* Begin Raw records *

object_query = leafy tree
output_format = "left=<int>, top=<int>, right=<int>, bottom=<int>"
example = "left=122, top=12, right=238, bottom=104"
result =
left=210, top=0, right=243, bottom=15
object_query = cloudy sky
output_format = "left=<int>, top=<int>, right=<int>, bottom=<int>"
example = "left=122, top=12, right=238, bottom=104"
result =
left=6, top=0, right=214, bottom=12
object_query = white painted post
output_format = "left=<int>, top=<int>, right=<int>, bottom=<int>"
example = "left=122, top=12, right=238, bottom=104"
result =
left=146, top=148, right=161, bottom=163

* End Raw records *
* Begin Raw records *

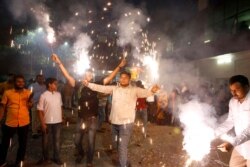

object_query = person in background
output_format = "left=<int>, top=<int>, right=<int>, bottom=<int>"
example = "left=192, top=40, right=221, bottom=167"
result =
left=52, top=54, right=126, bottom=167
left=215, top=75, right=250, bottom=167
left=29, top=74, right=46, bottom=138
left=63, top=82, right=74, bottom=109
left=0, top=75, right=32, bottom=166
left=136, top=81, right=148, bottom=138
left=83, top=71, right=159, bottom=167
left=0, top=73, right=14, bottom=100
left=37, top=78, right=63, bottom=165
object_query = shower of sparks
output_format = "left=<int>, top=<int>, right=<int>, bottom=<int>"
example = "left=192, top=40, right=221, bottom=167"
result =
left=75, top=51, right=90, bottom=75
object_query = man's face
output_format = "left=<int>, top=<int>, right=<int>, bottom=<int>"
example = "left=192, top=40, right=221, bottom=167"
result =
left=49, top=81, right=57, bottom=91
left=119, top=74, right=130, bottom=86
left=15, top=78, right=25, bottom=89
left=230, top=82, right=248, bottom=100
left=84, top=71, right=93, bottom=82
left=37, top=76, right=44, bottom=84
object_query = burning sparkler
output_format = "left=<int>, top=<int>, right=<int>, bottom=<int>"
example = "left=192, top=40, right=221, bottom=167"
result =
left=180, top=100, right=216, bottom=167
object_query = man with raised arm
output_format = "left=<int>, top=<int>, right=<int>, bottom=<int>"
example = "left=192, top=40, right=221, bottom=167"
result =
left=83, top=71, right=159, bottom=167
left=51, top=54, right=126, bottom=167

* End Raw records *

## Exercise goal
Lay out the records from the line with "object_query = man's face" through the line with "left=180, top=100, right=216, bottom=167" as a JSON list of strings, one string per line, leaving out blank lines.

## Solution
[
  "object_query = man's face",
  "output_format = \"left=<int>, top=<int>, right=<int>, bottom=<int>\"",
  "example = \"left=192, top=40, right=221, bottom=167\"",
  "result =",
  "left=49, top=81, right=57, bottom=91",
  "left=119, top=74, right=130, bottom=86",
  "left=15, top=78, right=25, bottom=89",
  "left=230, top=82, right=248, bottom=100",
  "left=84, top=71, right=93, bottom=82",
  "left=37, top=76, right=44, bottom=84",
  "object_query = burning sparkler",
  "output_format = \"left=<int>, top=<int>, right=<int>, bottom=<int>\"",
  "example = \"left=192, top=40, right=221, bottom=167\"",
  "result =",
  "left=180, top=100, right=216, bottom=167"
]